> [TASK DIRECTIONS] Without including any picture, repeat the records below exactly.

> [Stored data entries]
________________________________________
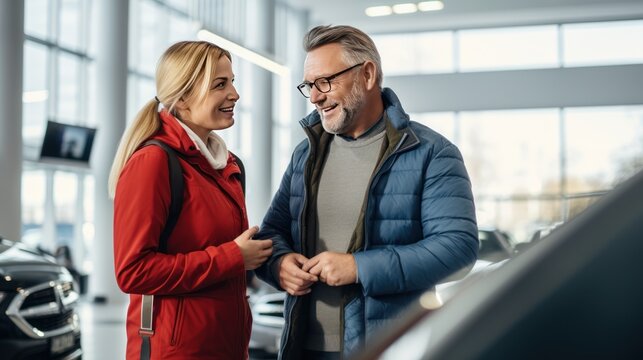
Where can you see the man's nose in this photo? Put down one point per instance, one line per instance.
(316, 96)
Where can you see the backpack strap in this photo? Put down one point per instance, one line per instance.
(146, 329)
(242, 176)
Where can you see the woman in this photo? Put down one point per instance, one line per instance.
(200, 309)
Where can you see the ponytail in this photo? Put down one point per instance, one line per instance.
(146, 124)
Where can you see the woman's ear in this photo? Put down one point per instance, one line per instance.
(181, 105)
(370, 75)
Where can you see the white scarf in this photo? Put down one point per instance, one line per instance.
(215, 152)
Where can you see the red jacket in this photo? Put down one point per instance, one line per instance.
(200, 305)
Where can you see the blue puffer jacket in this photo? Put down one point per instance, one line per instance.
(417, 227)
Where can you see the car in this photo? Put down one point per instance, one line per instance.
(572, 295)
(267, 304)
(38, 299)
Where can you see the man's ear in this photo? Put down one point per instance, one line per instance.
(370, 75)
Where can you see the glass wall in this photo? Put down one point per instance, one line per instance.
(535, 167)
(531, 168)
(511, 48)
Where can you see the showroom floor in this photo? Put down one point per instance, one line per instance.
(103, 331)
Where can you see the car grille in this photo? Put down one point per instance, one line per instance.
(45, 310)
(52, 322)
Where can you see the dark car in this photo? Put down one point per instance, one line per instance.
(267, 304)
(38, 298)
(572, 295)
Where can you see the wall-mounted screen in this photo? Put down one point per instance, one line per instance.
(67, 142)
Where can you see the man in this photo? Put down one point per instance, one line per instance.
(373, 209)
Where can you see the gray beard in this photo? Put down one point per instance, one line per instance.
(354, 102)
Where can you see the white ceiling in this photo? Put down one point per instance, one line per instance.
(458, 14)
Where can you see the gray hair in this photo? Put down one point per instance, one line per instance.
(358, 47)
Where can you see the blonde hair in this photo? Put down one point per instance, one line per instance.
(358, 47)
(184, 73)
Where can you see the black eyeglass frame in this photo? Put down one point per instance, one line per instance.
(327, 79)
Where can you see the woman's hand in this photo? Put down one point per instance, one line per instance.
(254, 252)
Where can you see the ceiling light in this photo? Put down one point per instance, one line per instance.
(35, 96)
(407, 8)
(431, 5)
(378, 11)
(243, 52)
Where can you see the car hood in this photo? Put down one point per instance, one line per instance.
(22, 266)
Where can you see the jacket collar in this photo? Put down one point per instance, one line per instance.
(175, 136)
________________________________________
> [ANSWER BELOW]
Where can you see the man's nose in this photo? Put down one point per instance, one line per instance.
(316, 96)
Where can you see the backpack strap in this photo? Put down one point per instance, one line per instance.
(146, 329)
(242, 176)
Where can you see the woman in this photo? Put down one point per instance, one line per instance.
(200, 309)
Where can you see the ponytail in this photo? Put down one point per instance, one line per instance.
(146, 124)
Where can you see the woman's ear in this photo? Put down one point per instance, one line per instance.
(181, 105)
(370, 75)
Where can you see the white scarf in this photo? Put down one point per instance, one line per instance.
(215, 152)
Where can you see the red jacket in this photo? Put down one point per instance, one line per instance.
(200, 305)
Where can you see the blue puffer jacket in this photo? Put down one point per instance, one line per instance.
(417, 227)
Where can you see the car in this photo? Put down one point per instance, one line per instance.
(572, 295)
(267, 304)
(38, 299)
Where can you see the man's ear in this photo? Put down one point per instance, one line per instance.
(370, 75)
Where can you see the glass wall in this photo? Put down one point per instance, one line per instance.
(535, 167)
(531, 168)
(511, 48)
Where can you see the showroom floor in this photo? Put down one point per instance, one line per instance.
(103, 331)
Where can you see the car grille in this photo? Put down one point per instance, one line per instance.
(45, 310)
(52, 322)
Where can you see the dark car in this photo? Put down one point per instance, one line per instance.
(267, 304)
(38, 298)
(572, 295)
Where can you see the wall-mounted screen in this photo? Put down one point per instance, one line per instance.
(67, 142)
Where can you see the man in this photo? Put down one point per instance, one line per instance.
(373, 209)
Where can you see the gray beard in this photo? Put down one point per instance, one line per instance.
(354, 102)
Where can you see the white ceiling in this photo? Put down one point per instance, one line per instance.
(458, 14)
Where can you see the gray hair in this photo? Put down one point per instance, one line per instance.
(358, 47)
Where can you see the blonde hair in this photo? Put down one point per instance, one line per instance.
(358, 47)
(184, 73)
Where can you see the black eyeglass frame in this photo? Put down one point per instance, one line per instance.
(327, 79)
Where can you see the woman's hand in this photo? Put down one point per instance, one line per instance.
(254, 252)
Where can you see the ceiling light in this photo? Put down one point per instance, one line per instance.
(35, 96)
(407, 8)
(431, 5)
(378, 11)
(243, 52)
Where can you see the car hood in this photo? Put down one point per instance, one line per instance.
(22, 266)
Where can you see the jacket collar in this photo? Put down one point per instance, one line per instance.
(175, 136)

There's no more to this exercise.